The lines from the one holding "point: the hair" to the end of the records below, exactly as written, are the only thing to return.

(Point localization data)
···

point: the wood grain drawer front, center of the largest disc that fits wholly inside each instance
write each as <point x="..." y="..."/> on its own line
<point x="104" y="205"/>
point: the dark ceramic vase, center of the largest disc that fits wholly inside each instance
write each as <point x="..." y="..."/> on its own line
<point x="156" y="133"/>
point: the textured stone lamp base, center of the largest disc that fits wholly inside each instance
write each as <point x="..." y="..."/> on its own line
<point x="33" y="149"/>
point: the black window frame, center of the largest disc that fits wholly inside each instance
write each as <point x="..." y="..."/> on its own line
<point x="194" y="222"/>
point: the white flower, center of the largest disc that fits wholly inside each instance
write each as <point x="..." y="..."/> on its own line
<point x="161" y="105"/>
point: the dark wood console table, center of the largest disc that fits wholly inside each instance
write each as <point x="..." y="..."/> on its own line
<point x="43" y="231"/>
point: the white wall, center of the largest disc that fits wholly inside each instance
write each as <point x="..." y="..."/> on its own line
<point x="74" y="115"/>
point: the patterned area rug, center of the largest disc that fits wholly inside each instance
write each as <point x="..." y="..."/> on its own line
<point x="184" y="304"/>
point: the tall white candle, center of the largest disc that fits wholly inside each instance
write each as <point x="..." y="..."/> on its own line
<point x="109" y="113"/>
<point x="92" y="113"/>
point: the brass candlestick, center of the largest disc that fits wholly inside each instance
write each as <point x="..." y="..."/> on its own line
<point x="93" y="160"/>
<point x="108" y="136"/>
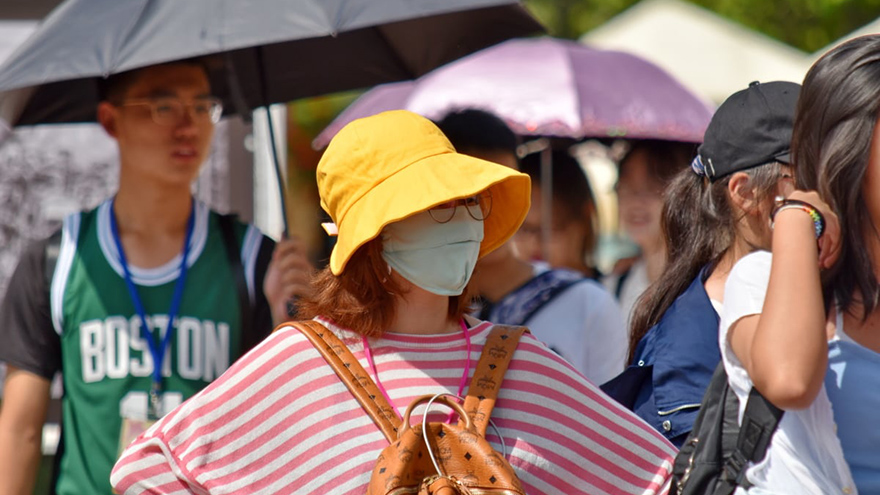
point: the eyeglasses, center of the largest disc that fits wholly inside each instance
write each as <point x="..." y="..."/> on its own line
<point x="170" y="110"/>
<point x="478" y="207"/>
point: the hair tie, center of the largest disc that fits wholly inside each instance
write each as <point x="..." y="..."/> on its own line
<point x="698" y="167"/>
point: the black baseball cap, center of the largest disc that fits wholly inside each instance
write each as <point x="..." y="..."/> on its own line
<point x="752" y="127"/>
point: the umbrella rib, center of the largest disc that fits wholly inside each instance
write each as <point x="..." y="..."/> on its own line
<point x="394" y="53"/>
<point x="114" y="63"/>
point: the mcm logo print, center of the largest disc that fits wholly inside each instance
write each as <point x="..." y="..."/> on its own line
<point x="405" y="455"/>
<point x="362" y="380"/>
<point x="486" y="383"/>
<point x="469" y="479"/>
<point x="385" y="412"/>
<point x="443" y="454"/>
<point x="498" y="352"/>
<point x="494" y="460"/>
<point x="467" y="438"/>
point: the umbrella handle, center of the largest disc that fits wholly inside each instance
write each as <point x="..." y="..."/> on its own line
<point x="264" y="93"/>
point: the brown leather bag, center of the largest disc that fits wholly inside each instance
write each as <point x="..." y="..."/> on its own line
<point x="459" y="460"/>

···

◆ ANSWER TO THE PROBLEM:
point: the hair tie, center of the largest disc that fits wholly inside each instance
write each as <point x="..." y="..."/> on its own line
<point x="698" y="167"/>
point: the black baseball cap, center of the largest disc that fits wholly inside each instance
write each as <point x="..." y="..."/> on its own line
<point x="752" y="127"/>
point: the umbrella rib, center of the largest disc that fits wholly inside each instance
write each as <point x="..." y="..."/> on its own line
<point x="394" y="53"/>
<point x="114" y="63"/>
point: the mcm logo print, center of the largest disc that fits wholly inside each instance
write each as <point x="..." y="..."/> on its own line
<point x="405" y="455"/>
<point x="362" y="380"/>
<point x="486" y="383"/>
<point x="469" y="479"/>
<point x="385" y="412"/>
<point x="443" y="454"/>
<point x="498" y="352"/>
<point x="494" y="460"/>
<point x="467" y="438"/>
point: the umbrella handle, center of the largest disc that fits wholly inside each instance
write each as <point x="..." y="..."/> on its own line
<point x="264" y="93"/>
point: the brown leather bag, center of the largest disc that fits wholly inside each instance
write each as <point x="..." y="..."/> on its own line
<point x="459" y="460"/>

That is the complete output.